_CONSIGNA DE TRABAJO 1_
Según el texto para analizar, ¿por qué al autor le preocupa más la actitud del segundo grupo que la del primero? Responde en una a tres oraciones.
_CONSIGNA DE TRABAJO 2_
Cita textualmente el fragmento del texto para analizar que va desde "A mitad de camino" hasta "ya por perdidos.", ambos incluidos.

_TEXTO PARA ANALIZAR_

De un lado están los que, como los amantes petrificados de Pompeya han decidido que ante el incierto pero aterrador futuro prefieren que les quiten lo bailado, en una irresponsable e irrefrenable carrera hedonista  entregada al consumismo y a la falta de cuidado. Hacia si mismos y, por tanto, hacia el resto de nosotros.
En otro de los extremos se agolpa la legión de penitentes de la santa mascarilla. Hombres y mujeres, muchos sanitarios y profesionales que han estado en contacto con el aspecto más terrible de la tragedia, y que han quedado obsesionados con la necesidad de una profilaxis absoluta.

A mitad de camino entre ambos, necesito creer, una mayoría silenciosa que entendemos los dos estados de animo y que tratamos de navegar este torrente de emociones, sin sucumbir a la falta de consideración auto destructiva y capitalista de los primeros ni acabar abrazándonos al sueño del totalitarismo hidrocólico de los otros como forma de sobre llevar las incertidumbres que nos  sacudieron a todos cuando se abrió la caja de Pandora el catorce de marzo pasado.

Me preocupan, aunque entienda, principalmente las actitudes del segundo grupo al que gran parte de la izquierda se ha unido de manera escandalosa. No porque la otra actitud me parezca bien ni mucho menos, es sencillamente que a los hedonistas del séptimo día les doy ya por perdidos.

Me preocupa sobre manera, como decía, este aferrarse a la profilaxis individual como forma de salvación de la humanidad y el anhelo autoritario que acompaña a estas actitudes. Percibo, provocadas por el miedo sin duda, una falta de empatía total (de la que ya hablé el 20 de marzo en un post de mi fb), una superioridad moral y una caza de brujas.

Fragmentos del conjunto de datos:
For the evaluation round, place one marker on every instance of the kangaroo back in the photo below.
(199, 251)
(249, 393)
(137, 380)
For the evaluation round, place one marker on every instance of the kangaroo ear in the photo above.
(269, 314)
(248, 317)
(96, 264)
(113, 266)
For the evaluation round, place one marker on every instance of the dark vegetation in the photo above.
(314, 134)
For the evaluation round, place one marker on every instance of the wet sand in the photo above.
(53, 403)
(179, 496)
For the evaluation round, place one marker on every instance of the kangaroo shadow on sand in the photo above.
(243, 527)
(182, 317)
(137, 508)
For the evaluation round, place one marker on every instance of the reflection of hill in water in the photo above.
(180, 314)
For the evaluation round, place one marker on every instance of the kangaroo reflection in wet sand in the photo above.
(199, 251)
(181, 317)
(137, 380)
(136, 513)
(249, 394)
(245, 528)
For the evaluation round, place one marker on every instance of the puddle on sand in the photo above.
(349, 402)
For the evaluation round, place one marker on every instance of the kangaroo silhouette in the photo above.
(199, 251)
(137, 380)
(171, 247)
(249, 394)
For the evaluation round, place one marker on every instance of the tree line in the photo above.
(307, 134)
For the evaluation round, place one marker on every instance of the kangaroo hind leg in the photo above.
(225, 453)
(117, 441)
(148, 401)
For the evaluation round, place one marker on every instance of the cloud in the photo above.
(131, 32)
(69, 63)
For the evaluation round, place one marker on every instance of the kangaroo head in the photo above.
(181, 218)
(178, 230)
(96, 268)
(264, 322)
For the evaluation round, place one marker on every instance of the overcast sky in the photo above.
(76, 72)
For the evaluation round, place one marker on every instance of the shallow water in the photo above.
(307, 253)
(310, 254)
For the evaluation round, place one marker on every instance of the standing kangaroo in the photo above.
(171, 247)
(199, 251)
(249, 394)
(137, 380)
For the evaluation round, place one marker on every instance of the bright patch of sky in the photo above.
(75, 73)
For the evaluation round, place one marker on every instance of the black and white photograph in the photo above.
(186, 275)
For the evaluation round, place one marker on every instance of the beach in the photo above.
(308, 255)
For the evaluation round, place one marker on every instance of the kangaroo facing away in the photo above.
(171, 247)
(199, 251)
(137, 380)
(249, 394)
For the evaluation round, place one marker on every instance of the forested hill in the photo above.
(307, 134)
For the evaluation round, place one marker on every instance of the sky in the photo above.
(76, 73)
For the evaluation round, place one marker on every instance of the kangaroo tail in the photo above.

_RESULTADO 1_
El autor aclara que no es porque la actitud del primer grupo le parezca bien. Le preocupa más el segundo grupo sencillamente porque a los hedonistas del primero ya los da por perdidos.

_RESULTADO 2_
A mitad de camino entre ambos, necesito creer, una mayoría silenciosa que entendemos los dos estados de animo y que tratamos de navegar este torrente de emociones, sin sucumbir a la falta de consideración auto destructiva y capitalista de los primeros ni acabar abrazándonos al sueño del totalitarismo hidrocólico de los otros como forma de sobre llevar las incertidumbres que nos  sacudieron a todos cuando se abrió la caja de Pandora el catorce de marzo pasado.

Me preocupan, aunque entienda, principalmente las actitudes del segundo grupo al que gran parte de la izquierda se ha unido de manera escandalosa. No porque la otra actitud me parezca bien ni mucho menos, es sencillamente que a los hedonistas del séptimo día les doy ya por perdidos.